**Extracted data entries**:
☆ ☆ ☆ ☆ ☆
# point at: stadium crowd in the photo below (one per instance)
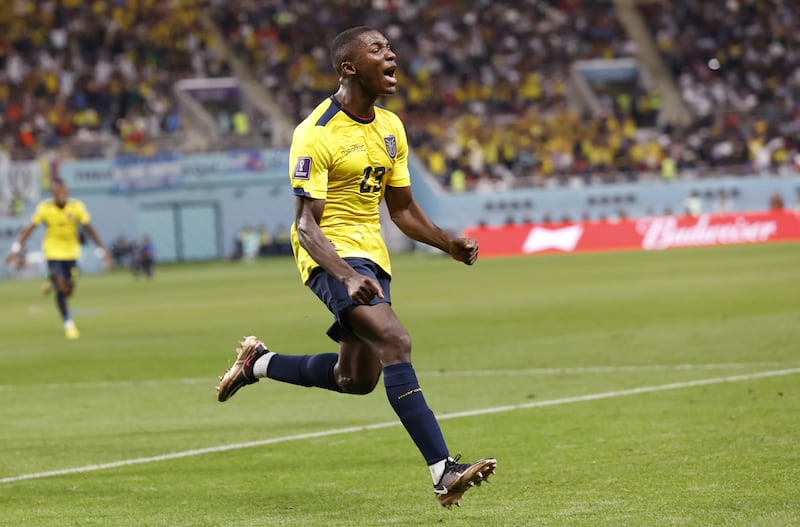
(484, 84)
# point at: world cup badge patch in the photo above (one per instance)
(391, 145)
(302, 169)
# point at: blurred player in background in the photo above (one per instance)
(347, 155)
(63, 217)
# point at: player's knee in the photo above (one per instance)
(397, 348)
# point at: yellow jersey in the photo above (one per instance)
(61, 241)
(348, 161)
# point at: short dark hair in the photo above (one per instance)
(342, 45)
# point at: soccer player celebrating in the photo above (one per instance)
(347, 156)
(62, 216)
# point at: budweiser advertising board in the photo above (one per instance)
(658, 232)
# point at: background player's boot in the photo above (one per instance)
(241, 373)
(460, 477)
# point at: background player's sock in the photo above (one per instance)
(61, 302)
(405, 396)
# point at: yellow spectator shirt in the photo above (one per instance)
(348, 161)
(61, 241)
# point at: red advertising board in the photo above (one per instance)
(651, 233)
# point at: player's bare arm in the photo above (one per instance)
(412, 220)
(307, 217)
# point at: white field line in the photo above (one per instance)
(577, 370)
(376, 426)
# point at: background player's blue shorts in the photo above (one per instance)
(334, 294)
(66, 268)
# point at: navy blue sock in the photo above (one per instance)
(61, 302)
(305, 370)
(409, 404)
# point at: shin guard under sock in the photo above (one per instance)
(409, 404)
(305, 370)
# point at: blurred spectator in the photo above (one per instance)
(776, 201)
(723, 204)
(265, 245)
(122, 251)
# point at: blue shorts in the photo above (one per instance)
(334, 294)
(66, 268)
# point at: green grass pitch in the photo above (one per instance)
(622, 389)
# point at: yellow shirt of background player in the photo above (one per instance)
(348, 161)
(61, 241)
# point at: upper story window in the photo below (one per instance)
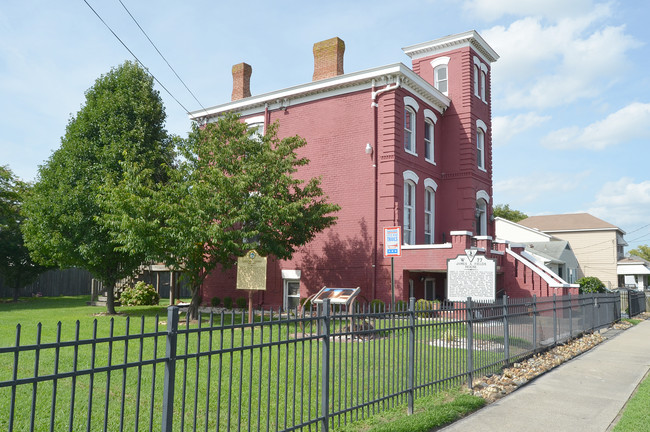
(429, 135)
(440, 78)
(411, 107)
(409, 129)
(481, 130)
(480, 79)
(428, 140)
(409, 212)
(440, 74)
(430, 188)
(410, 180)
☆ ☆ ☆ ☆ ☆
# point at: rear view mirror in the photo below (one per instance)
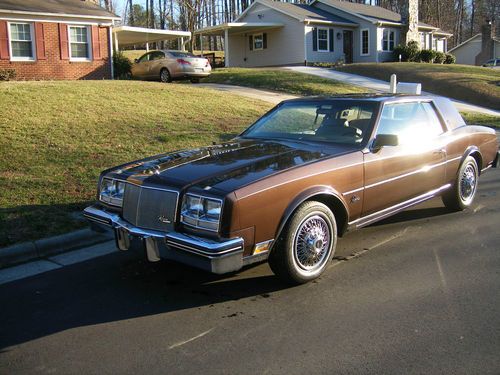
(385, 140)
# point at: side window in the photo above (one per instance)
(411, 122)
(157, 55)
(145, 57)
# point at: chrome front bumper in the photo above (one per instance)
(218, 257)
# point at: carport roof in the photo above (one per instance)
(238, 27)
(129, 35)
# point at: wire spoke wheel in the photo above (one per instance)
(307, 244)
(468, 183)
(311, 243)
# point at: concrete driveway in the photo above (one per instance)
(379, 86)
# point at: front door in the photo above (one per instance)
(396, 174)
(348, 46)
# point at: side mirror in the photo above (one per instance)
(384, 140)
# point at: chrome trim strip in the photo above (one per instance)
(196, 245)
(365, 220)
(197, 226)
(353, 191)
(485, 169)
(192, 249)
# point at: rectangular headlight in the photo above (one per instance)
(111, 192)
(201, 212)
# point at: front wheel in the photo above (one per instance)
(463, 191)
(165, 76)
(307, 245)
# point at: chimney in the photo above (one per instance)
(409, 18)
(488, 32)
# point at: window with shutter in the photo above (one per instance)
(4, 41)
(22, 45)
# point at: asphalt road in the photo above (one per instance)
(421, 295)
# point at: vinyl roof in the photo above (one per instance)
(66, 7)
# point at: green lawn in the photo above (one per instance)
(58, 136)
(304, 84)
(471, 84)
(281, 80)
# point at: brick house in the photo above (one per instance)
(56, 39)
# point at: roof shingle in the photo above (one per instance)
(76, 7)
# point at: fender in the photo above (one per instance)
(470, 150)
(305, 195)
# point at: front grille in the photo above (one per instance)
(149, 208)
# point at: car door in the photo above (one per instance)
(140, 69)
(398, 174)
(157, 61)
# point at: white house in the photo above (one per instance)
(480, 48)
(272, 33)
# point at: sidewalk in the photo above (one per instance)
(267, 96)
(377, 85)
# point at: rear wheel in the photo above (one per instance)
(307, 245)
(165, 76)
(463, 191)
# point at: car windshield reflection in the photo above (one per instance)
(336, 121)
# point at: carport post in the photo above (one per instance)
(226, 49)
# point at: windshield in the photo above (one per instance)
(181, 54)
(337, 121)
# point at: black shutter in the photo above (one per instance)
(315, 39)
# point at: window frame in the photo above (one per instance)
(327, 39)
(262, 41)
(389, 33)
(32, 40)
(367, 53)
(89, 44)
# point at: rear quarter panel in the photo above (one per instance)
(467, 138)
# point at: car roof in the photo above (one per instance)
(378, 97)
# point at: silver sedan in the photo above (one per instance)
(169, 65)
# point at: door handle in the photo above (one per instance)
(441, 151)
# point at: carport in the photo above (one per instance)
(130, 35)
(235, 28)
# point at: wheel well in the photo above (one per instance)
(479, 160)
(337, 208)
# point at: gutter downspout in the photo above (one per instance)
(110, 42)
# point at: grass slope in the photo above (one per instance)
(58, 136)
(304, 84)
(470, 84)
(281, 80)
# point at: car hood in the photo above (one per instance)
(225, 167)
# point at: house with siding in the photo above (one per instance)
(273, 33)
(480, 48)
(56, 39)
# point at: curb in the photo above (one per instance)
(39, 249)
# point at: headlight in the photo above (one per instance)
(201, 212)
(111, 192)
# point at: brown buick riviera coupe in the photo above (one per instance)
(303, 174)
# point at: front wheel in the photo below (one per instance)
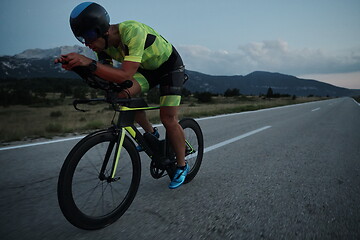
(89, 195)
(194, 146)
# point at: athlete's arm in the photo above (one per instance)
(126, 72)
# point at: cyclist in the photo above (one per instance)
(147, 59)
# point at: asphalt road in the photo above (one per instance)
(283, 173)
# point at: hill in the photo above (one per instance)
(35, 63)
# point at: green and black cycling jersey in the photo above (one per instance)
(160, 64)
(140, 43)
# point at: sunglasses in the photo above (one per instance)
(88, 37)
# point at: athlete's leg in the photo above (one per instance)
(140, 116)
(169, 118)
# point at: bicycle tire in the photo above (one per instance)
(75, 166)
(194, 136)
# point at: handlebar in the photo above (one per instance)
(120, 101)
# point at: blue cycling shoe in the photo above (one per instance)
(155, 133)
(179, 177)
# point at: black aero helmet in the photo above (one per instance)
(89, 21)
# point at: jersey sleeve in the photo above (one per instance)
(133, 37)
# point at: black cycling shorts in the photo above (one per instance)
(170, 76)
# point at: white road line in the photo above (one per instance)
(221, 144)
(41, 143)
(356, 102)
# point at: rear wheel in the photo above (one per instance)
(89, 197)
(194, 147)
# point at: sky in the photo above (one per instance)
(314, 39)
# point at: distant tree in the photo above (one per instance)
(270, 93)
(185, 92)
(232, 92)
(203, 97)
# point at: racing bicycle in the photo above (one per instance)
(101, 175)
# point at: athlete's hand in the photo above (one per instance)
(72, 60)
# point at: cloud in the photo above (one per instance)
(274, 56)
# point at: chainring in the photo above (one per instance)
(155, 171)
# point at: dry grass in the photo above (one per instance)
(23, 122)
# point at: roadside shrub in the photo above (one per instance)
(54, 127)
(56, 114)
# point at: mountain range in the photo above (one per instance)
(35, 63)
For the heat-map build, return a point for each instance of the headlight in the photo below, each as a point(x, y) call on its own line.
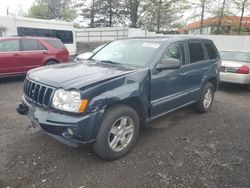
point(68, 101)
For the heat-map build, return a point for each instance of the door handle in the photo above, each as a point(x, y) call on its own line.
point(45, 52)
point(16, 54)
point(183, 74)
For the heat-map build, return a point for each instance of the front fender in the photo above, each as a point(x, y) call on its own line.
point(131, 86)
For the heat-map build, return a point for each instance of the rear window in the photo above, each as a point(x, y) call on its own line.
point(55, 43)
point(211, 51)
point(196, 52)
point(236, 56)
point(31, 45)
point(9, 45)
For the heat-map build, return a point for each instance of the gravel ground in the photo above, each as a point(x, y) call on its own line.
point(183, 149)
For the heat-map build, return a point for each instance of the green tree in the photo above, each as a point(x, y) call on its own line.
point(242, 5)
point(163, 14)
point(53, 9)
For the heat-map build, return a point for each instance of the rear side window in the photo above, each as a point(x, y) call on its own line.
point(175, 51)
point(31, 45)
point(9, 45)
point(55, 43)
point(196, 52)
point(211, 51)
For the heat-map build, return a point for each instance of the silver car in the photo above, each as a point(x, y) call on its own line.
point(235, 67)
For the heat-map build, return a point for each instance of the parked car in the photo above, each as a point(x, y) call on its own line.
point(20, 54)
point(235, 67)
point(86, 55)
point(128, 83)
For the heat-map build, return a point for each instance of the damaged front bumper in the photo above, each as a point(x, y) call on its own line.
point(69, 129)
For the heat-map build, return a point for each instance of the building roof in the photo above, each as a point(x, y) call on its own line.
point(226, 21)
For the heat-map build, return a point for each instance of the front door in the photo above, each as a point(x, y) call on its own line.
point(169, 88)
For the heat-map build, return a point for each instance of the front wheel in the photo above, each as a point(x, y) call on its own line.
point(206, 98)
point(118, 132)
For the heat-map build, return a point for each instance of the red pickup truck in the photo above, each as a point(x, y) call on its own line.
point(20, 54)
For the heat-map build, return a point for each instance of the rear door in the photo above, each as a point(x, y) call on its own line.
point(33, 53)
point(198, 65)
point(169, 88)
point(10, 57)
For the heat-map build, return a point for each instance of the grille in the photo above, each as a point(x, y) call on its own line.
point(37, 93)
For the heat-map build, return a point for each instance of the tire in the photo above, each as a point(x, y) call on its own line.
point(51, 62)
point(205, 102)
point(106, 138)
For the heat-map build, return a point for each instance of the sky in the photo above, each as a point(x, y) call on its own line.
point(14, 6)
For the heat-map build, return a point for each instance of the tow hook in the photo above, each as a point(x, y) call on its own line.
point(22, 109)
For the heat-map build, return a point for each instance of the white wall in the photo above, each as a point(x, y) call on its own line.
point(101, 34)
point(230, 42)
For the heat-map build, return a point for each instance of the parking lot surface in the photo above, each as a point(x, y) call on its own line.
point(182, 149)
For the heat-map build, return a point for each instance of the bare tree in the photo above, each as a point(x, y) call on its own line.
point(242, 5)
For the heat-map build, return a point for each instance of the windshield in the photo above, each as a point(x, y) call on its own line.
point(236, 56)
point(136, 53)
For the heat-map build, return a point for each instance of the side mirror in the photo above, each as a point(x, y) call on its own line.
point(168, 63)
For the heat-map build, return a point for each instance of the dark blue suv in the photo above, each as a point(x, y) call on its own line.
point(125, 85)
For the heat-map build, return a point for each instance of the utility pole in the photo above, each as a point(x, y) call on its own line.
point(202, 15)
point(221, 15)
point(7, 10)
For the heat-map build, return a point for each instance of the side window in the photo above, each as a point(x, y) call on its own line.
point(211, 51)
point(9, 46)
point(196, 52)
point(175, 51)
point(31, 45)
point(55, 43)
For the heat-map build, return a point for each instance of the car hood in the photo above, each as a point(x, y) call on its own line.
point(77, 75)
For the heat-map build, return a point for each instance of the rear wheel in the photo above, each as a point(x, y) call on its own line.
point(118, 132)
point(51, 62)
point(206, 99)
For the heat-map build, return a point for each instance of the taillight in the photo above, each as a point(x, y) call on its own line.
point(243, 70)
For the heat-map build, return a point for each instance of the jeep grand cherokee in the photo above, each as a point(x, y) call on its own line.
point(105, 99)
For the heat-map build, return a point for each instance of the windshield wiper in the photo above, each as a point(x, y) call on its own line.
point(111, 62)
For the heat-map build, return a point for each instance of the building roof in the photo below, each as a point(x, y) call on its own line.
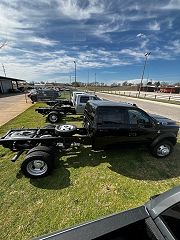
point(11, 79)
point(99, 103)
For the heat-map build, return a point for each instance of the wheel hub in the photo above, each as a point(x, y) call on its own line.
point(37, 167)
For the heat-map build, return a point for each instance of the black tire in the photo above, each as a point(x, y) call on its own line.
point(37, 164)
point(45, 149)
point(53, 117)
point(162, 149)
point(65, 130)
☆ ☆ ☆ ☆ ☆
**Problem details**:
Show every line of the items above that contains the word "sock".

**Output below**:
# point at: background player's sock in the photo above (one per instance)
# point at: navy blue sock in the photo above (one per instance)
# point at: shin guard under sock in the photo above (one per instance)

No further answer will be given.